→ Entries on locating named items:
·····
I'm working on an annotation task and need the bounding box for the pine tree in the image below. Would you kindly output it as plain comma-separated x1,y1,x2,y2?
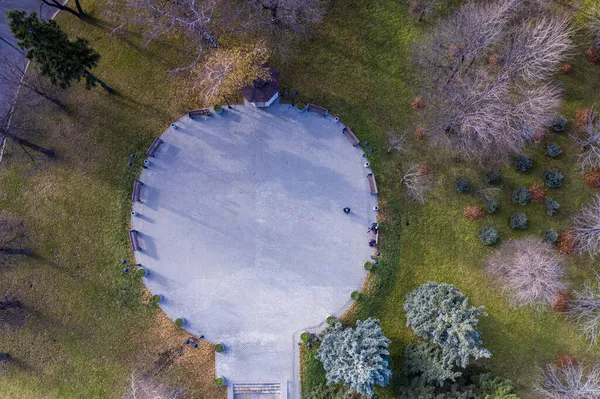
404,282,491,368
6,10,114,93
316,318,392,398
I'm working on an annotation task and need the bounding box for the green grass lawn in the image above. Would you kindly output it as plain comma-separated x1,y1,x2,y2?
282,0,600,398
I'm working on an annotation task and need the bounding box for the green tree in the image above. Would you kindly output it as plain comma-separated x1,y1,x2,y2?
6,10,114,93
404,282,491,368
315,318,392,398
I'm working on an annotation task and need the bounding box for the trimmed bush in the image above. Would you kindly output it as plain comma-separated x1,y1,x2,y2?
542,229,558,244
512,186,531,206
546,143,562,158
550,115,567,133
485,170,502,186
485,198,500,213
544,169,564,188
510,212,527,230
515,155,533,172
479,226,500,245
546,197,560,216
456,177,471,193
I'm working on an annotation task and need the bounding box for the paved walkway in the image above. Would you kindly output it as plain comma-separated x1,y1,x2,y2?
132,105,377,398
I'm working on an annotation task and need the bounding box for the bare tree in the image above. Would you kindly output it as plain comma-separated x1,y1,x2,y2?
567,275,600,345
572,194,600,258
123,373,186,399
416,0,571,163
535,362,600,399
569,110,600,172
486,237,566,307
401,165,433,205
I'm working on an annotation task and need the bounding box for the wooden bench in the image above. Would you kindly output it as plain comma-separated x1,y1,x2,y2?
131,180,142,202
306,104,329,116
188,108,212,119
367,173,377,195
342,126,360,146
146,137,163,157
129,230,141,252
·····
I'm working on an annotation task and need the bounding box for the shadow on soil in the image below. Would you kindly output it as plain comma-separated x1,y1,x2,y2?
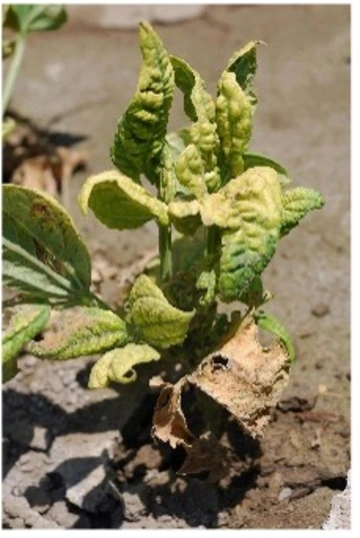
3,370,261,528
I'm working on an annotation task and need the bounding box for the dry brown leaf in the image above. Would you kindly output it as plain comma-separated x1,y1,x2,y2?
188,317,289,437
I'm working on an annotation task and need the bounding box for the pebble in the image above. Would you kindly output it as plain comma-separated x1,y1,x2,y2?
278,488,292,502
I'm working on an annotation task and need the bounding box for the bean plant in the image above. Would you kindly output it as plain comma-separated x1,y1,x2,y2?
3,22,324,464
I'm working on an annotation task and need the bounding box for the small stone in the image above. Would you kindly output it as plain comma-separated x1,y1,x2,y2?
·····
→ Set exercise: Arrange the lines of the material as a numbered list, leaving out blank lines, covering only the part that opens with the line containing "for the pebble" and closes with the line containing "278,488,292,502", both lines included.

→ Solution to this task:
1. I'm working on an annotation task and need the bounding box for the pebble in the image above. Would you kindly output it as plain comma-separated x1,y1,x2,y2?
2. 278,488,292,502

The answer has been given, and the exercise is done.